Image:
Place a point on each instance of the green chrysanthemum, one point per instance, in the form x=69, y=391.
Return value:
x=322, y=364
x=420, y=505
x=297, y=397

EXERCISE: All of the lines above are to be restated word for word.

ANSWER BOX:
Image:
Place a point on each instance of the green chrysanthemum, one point per instance, in the form x=69, y=391.
Return value:
x=322, y=364
x=420, y=505
x=297, y=397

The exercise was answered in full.